» **What you need to do**
Pictures aside, print all of the data below exactly as written.

» **The data**
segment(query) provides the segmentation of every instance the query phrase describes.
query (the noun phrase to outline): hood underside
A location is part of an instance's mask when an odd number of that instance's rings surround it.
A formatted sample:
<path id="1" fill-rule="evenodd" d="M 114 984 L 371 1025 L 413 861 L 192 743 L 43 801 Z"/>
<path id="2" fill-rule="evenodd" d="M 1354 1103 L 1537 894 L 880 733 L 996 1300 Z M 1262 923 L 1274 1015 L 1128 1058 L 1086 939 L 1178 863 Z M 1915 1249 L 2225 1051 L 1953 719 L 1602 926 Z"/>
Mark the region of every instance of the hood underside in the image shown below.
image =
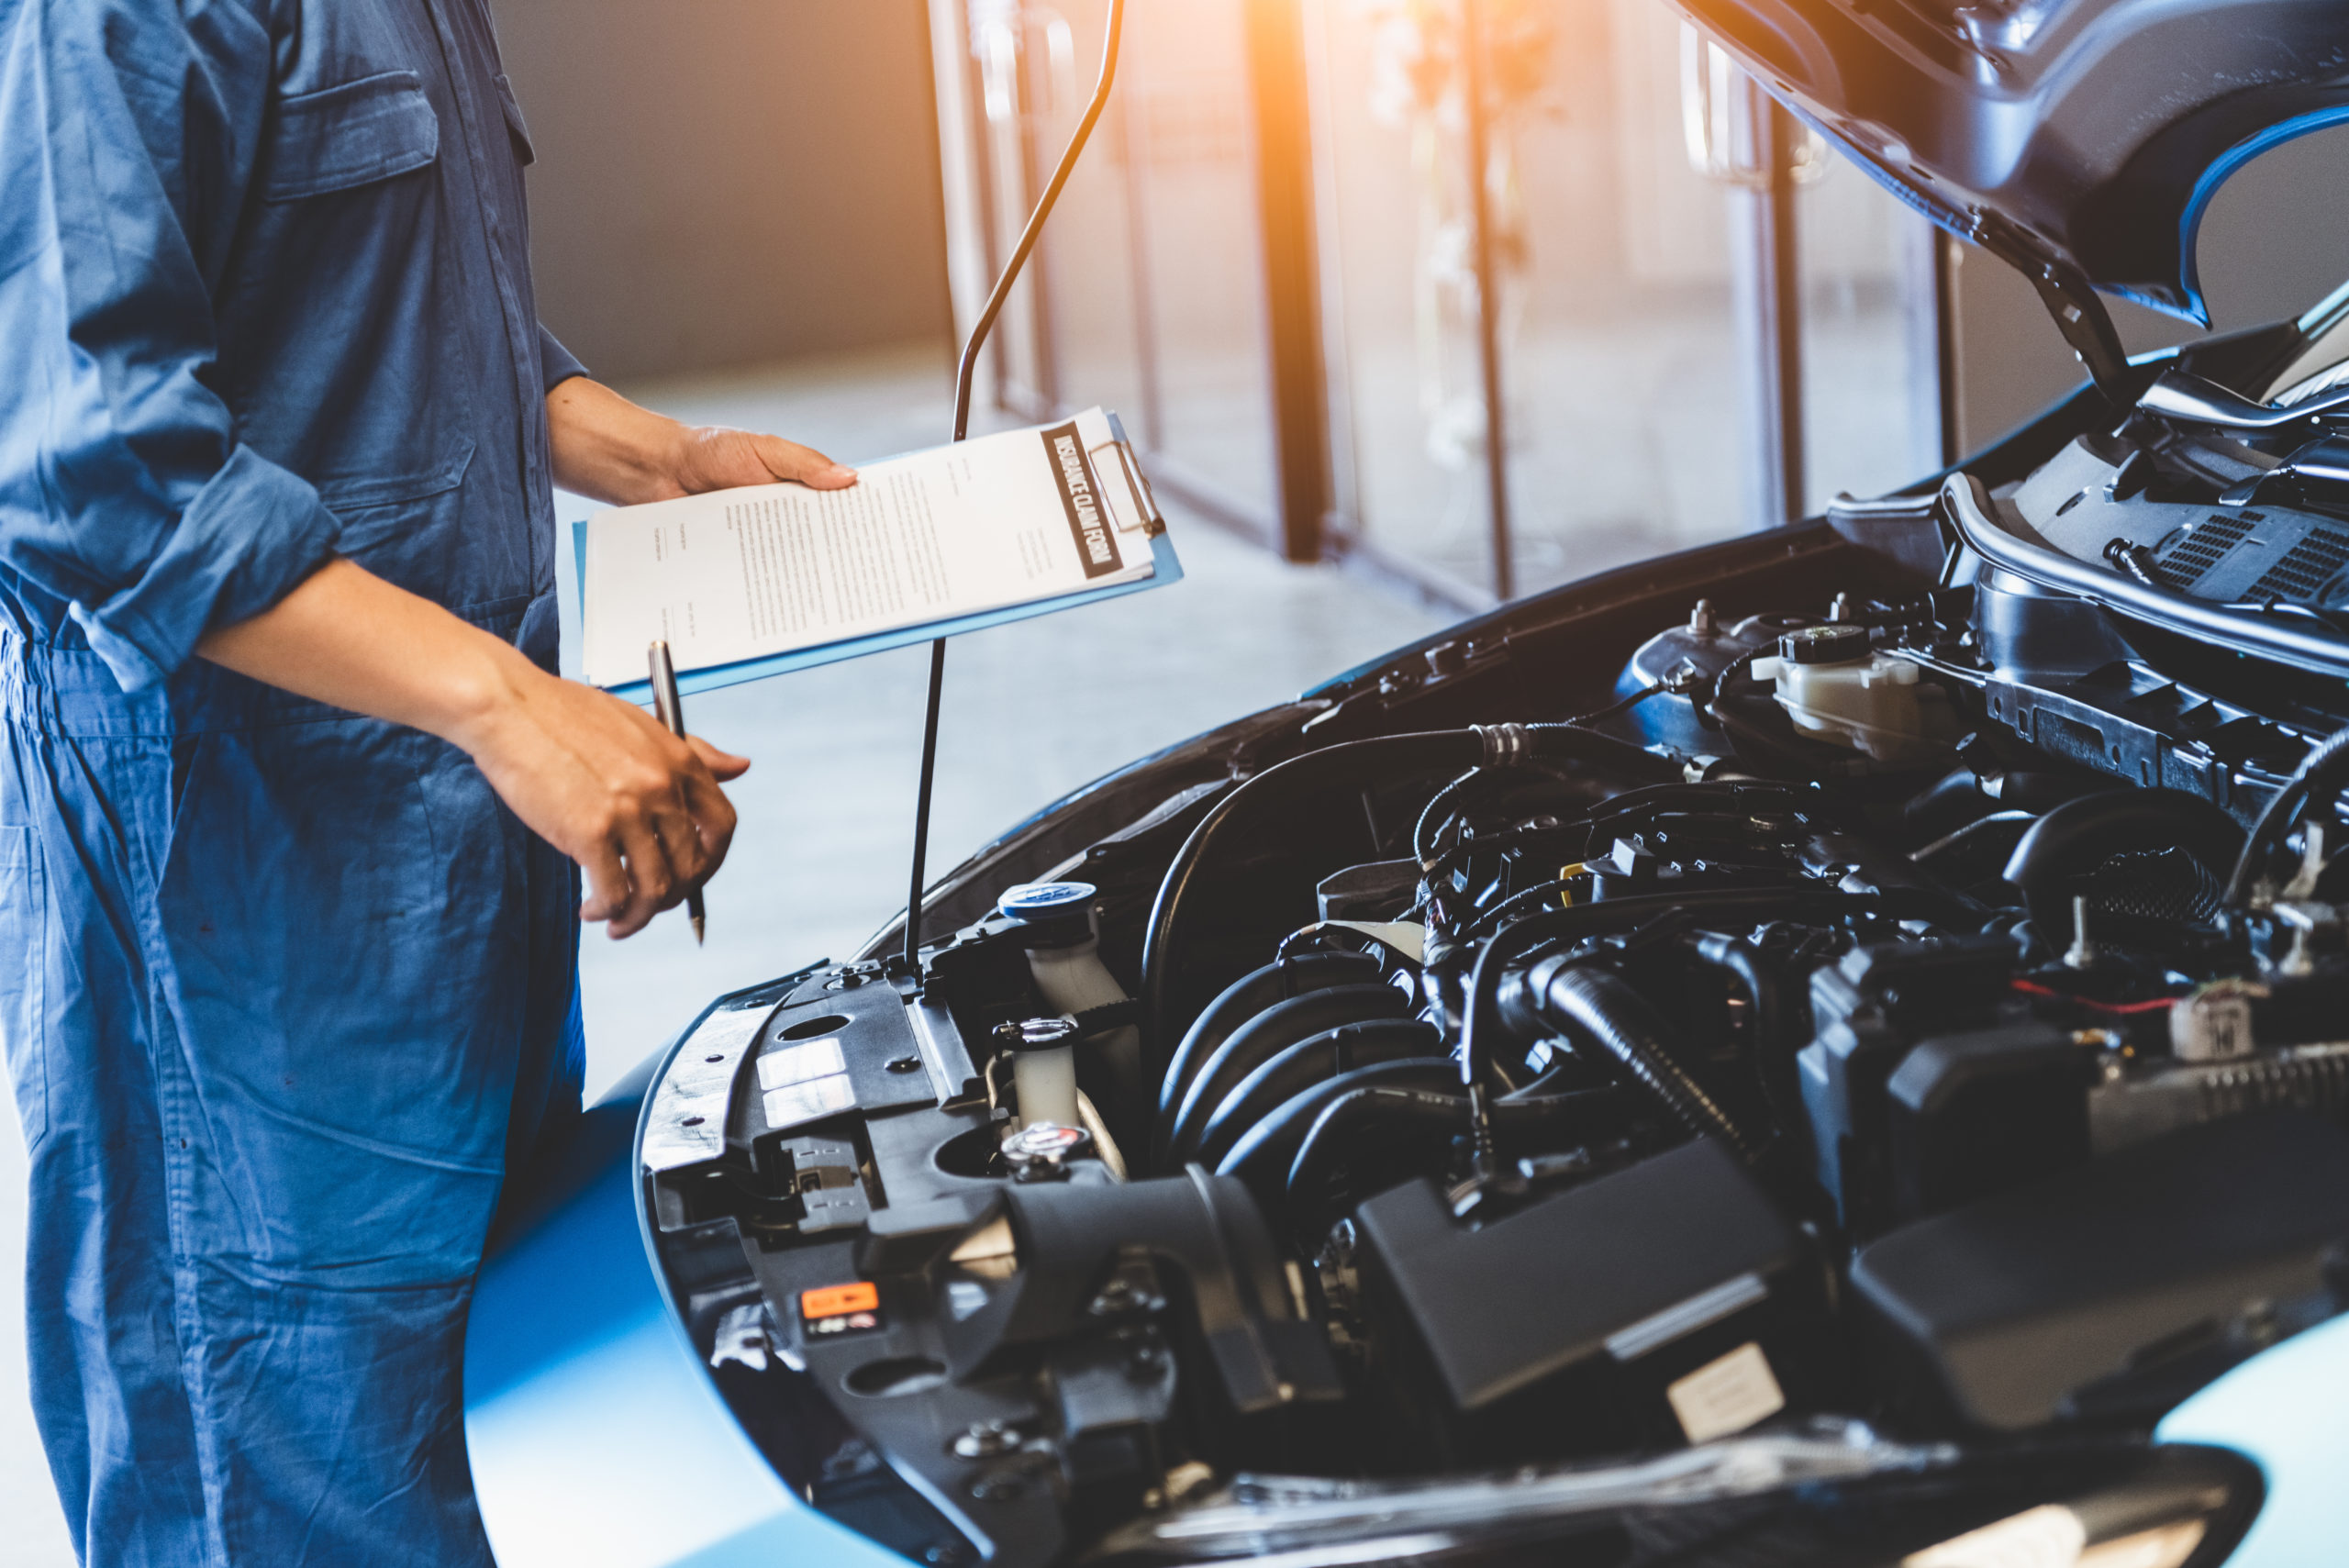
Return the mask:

» **Written response**
segment(query) provides the segmentation of every instance the query phrase describes.
query (the noun phrase to outline): hood underside
A location is part of an instance's mask when an odd number of that instance's rings surround it.
A formatted sample:
<path id="1" fill-rule="evenodd" d="M 114 984 L 371 1025 L 413 861 L 192 743 L 43 801 Z"/>
<path id="2" fill-rule="evenodd" d="M 1354 1103 L 1537 894 L 880 733 L 996 1300 Z M 1262 923 L 1274 1015 L 1128 1058 L 1086 939 L 1178 863 Z M 1915 1249 L 2225 1051 L 1953 719 L 1602 926 Z"/>
Mark the region of every instance of the hood underside in the image shown below.
image =
Return the mask:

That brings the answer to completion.